What the task requires
What you output must match the entries exactly, apart from the pictures, which are left out.

(Saved data entries)
----
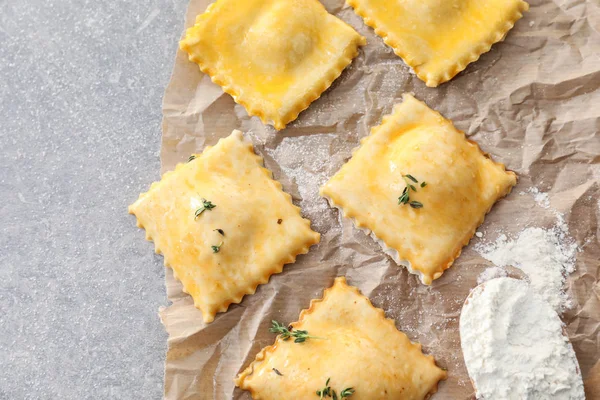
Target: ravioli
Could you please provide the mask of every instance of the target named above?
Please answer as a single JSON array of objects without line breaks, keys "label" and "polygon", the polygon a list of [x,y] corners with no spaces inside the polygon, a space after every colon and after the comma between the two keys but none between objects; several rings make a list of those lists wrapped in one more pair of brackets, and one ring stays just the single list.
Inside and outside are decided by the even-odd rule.
[{"label": "ravioli", "polygon": [[516,182],[451,121],[404,95],[320,193],[429,285]]},{"label": "ravioli", "polygon": [[318,399],[317,390],[330,385],[338,395],[351,388],[352,400],[420,400],[446,379],[433,356],[343,277],[292,327],[318,338],[295,343],[279,336],[262,349],[236,379],[254,399]]},{"label": "ravioli", "polygon": [[504,39],[523,0],[348,0],[427,86],[449,81]]},{"label": "ravioli", "polygon": [[234,131],[129,207],[207,323],[319,242],[262,164]]},{"label": "ravioli", "polygon": [[249,115],[279,130],[321,96],[364,44],[318,0],[218,0],[180,47]]}]

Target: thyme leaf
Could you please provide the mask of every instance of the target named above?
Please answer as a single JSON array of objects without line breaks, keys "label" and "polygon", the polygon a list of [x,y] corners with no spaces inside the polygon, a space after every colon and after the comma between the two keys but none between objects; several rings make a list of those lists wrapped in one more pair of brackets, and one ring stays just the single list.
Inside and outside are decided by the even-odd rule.
[{"label": "thyme leaf", "polygon": [[423,208],[423,203],[420,203],[418,201],[411,201],[410,203],[408,203],[412,208]]},{"label": "thyme leaf", "polygon": [[194,161],[195,159],[196,159],[196,156],[192,154],[190,156],[190,158],[188,158],[187,162]]},{"label": "thyme leaf", "polygon": [[[331,397],[333,400],[338,399],[337,392],[329,386],[329,382],[331,378],[327,378],[325,382],[325,387],[321,390],[317,390],[317,396],[319,396],[319,400],[322,400],[327,397]],[[347,399],[348,397],[354,394],[354,388],[346,388],[340,392],[340,399]]]},{"label": "thyme leaf", "polygon": [[218,253],[221,251],[221,246],[223,246],[223,241],[216,246],[210,246],[210,248],[212,249],[213,253]]},{"label": "thyme leaf", "polygon": [[279,376],[283,376],[283,374],[281,372],[279,372],[279,370],[277,368],[273,368],[273,372],[275,372]]},{"label": "thyme leaf", "polygon": [[219,228],[219,229],[215,229],[215,231],[219,232],[219,234],[220,234],[221,236],[225,236],[225,231],[223,231],[223,229],[220,229],[220,228]]},{"label": "thyme leaf", "polygon": [[410,179],[414,183],[419,183],[419,181],[414,176],[412,176],[411,174],[406,174],[406,175],[404,175],[404,177]]}]

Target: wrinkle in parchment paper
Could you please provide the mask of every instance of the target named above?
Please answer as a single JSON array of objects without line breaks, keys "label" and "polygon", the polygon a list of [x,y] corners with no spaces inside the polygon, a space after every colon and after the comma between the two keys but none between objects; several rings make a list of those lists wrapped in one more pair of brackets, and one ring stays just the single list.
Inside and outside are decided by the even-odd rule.
[{"label": "wrinkle in parchment paper", "polygon": [[[600,374],[600,25],[593,0],[532,0],[505,41],[449,83],[427,88],[341,0],[323,1],[368,44],[341,77],[297,121],[277,133],[204,76],[179,51],[163,112],[163,171],[214,144],[233,129],[247,132],[284,189],[291,193],[321,243],[271,277],[256,294],[205,325],[170,271],[172,305],[161,311],[169,333],[167,399],[248,399],[233,378],[272,344],[272,319],[297,320],[300,311],[339,275],[360,288],[398,329],[423,344],[448,369],[435,399],[473,395],[460,350],[458,320],[477,276],[490,265],[471,246],[430,287],[395,265],[379,246],[318,196],[318,187],[351,156],[360,138],[380,123],[405,92],[454,121],[496,161],[517,172],[519,184],[500,201],[480,231],[486,240],[527,226],[549,227],[565,214],[579,245],[568,279],[574,307],[563,315],[587,383],[598,395]],[[208,0],[192,0],[190,26]],[[537,187],[550,208],[516,193]],[[480,240],[473,238],[473,242]],[[595,366],[595,367],[594,367]],[[592,370],[593,369],[593,370]],[[596,371],[595,373],[593,371]],[[596,390],[594,392],[594,390]],[[595,394],[594,394],[595,393]],[[598,398],[598,397],[596,397]]]}]

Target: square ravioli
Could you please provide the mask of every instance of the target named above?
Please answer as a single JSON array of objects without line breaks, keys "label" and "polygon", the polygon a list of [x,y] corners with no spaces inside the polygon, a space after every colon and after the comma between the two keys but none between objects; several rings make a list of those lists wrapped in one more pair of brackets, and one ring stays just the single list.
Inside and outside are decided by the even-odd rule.
[{"label": "square ravioli", "polygon": [[321,195],[429,285],[516,182],[451,121],[404,95]]},{"label": "square ravioli", "polygon": [[425,82],[452,79],[504,39],[523,0],[347,0]]},{"label": "square ravioli", "polygon": [[252,398],[317,399],[317,391],[330,386],[336,394],[352,392],[352,400],[419,400],[446,379],[420,344],[343,277],[291,326],[316,338],[296,343],[280,335],[262,349],[236,379]]},{"label": "square ravioli", "polygon": [[129,207],[205,322],[319,242],[240,131],[167,172]]},{"label": "square ravioli", "polygon": [[366,43],[318,0],[218,0],[181,49],[249,115],[283,129]]}]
----
Written solution
Target: ravioli
Could you please provide the mask of every instance of the target named above?
Please answer as a single JSON array of objects without line breaks, keys "label" and "polygon", the polygon a list of [x,y] corners with no spaces inside the polygon, a space after every colon and after the comma between the two keys but none between objects; several rings make a list of those lists wrapped in one more pair of brackets, and one ring stays just the single list.
Inside and outside are decided by the even-odd rule.
[{"label": "ravioli", "polygon": [[516,182],[451,121],[404,95],[320,193],[429,285]]},{"label": "ravioli", "polygon": [[318,399],[317,390],[330,385],[338,395],[351,388],[352,400],[420,400],[446,379],[433,356],[343,277],[292,327],[318,338],[295,343],[279,336],[262,349],[236,379],[254,399]]},{"label": "ravioli", "polygon": [[504,39],[523,0],[348,0],[427,86],[449,81]]},{"label": "ravioli", "polygon": [[234,131],[129,207],[207,323],[319,242],[262,164]]},{"label": "ravioli", "polygon": [[249,115],[279,130],[321,96],[364,44],[318,0],[218,0],[180,47]]}]

Target: thyme leaf
Could you please provide the mask of every instance of the target named above?
Please answer as a single JSON array of objects without line breaks, keys "label" and "polygon", the polygon a list of [x,y] corners with no spaces inside the polygon, a space after every colon and after the comma between the two keys but none between objects; several rings make a list of those lists wrapped in one more pair of brackets, and one ring stays just the single list.
Inside and outside are decided by the even-odd rule.
[{"label": "thyme leaf", "polygon": [[423,208],[423,203],[420,203],[418,201],[411,201],[410,203],[408,203],[412,208]]},{"label": "thyme leaf", "polygon": [[194,161],[195,159],[196,159],[196,156],[192,154],[190,156],[190,158],[188,158],[187,162]]},{"label": "thyme leaf", "polygon": [[[331,397],[333,400],[338,399],[337,392],[329,386],[329,382],[331,378],[327,378],[325,382],[325,387],[321,390],[317,390],[317,396],[319,396],[319,400],[322,400],[327,397]],[[347,399],[348,397],[354,394],[354,388],[346,388],[340,392],[340,399]]]},{"label": "thyme leaf", "polygon": [[218,253],[221,251],[221,246],[223,246],[223,241],[216,246],[210,246],[210,248],[212,249],[213,253]]},{"label": "thyme leaf", "polygon": [[279,376],[283,376],[283,374],[281,372],[279,372],[279,370],[277,368],[273,368],[273,372],[275,372]]},{"label": "thyme leaf", "polygon": [[219,228],[219,229],[215,229],[215,231],[219,232],[219,234],[220,234],[221,236],[225,236],[225,231],[223,231],[223,229],[220,229],[220,228]]},{"label": "thyme leaf", "polygon": [[410,179],[414,183],[419,183],[419,181],[414,176],[412,176],[411,174],[406,174],[406,175],[404,175],[404,177]]}]

Target: wrinkle in parchment paper
Could you please provide the mask of every instance of the target named above?
Please answer as a single JSON array of objects without line breaks, keys "label" and "polygon", the polygon a list of [x,y] corners with no spaces inside the polygon, a space after every colon and after the comma between the two keys but none between objects; several rings make a list of those lists wrapped in one more pair of brackets, and one ring stays just the single list.
Inside and outside are decided by the even-odd rule.
[{"label": "wrinkle in parchment paper", "polygon": [[[600,374],[600,25],[593,0],[532,0],[505,41],[449,83],[427,88],[341,0],[323,1],[368,44],[341,77],[297,121],[277,133],[204,76],[179,51],[163,112],[163,171],[214,144],[233,129],[247,132],[284,189],[291,193],[321,243],[271,277],[256,294],[205,325],[170,271],[172,305],[161,311],[169,333],[167,399],[248,399],[233,378],[272,344],[272,319],[297,320],[300,311],[339,275],[360,288],[398,329],[423,344],[448,369],[435,399],[473,395],[460,350],[458,320],[477,276],[490,265],[471,246],[430,287],[395,265],[379,246],[318,196],[318,187],[351,156],[360,138],[380,123],[405,92],[454,121],[496,161],[517,172],[519,184],[500,201],[480,231],[486,240],[527,226],[549,227],[565,214],[579,245],[568,279],[574,307],[563,315],[587,383],[598,395]],[[208,0],[192,0],[190,26]],[[537,187],[550,208],[516,193]],[[480,240],[473,238],[473,242]],[[595,366],[595,367],[594,367]],[[592,370],[593,369],[593,370]],[[596,371],[595,373],[593,371]],[[596,390],[594,392],[594,390]],[[595,394],[594,394],[595,393]],[[598,398],[598,397],[596,397]]]}]

Target: square ravioli
Could you please provide the mask of every instance of the target named above?
Please answer as a single JSON array of objects without line breaks, keys "label" and "polygon", the polygon a list of [x,y] corners with no spaces inside the polygon, a space after every colon and after the comma between the two keys but none between objects; several rings make a list of those lists wrapped in one more pair of brackets, and one ring stays just the single list.
Inside and outside are decided by the even-odd rule.
[{"label": "square ravioli", "polygon": [[321,195],[429,285],[516,182],[451,121],[404,95]]},{"label": "square ravioli", "polygon": [[425,82],[452,79],[504,39],[523,0],[347,0]]},{"label": "square ravioli", "polygon": [[252,398],[317,399],[317,391],[330,386],[336,394],[352,392],[352,400],[419,400],[446,379],[420,344],[343,277],[291,326],[316,338],[296,343],[280,335],[262,349],[236,379]]},{"label": "square ravioli", "polygon": [[129,207],[205,322],[319,242],[240,131],[167,172]]},{"label": "square ravioli", "polygon": [[366,43],[318,0],[218,0],[181,49],[249,115],[283,129]]}]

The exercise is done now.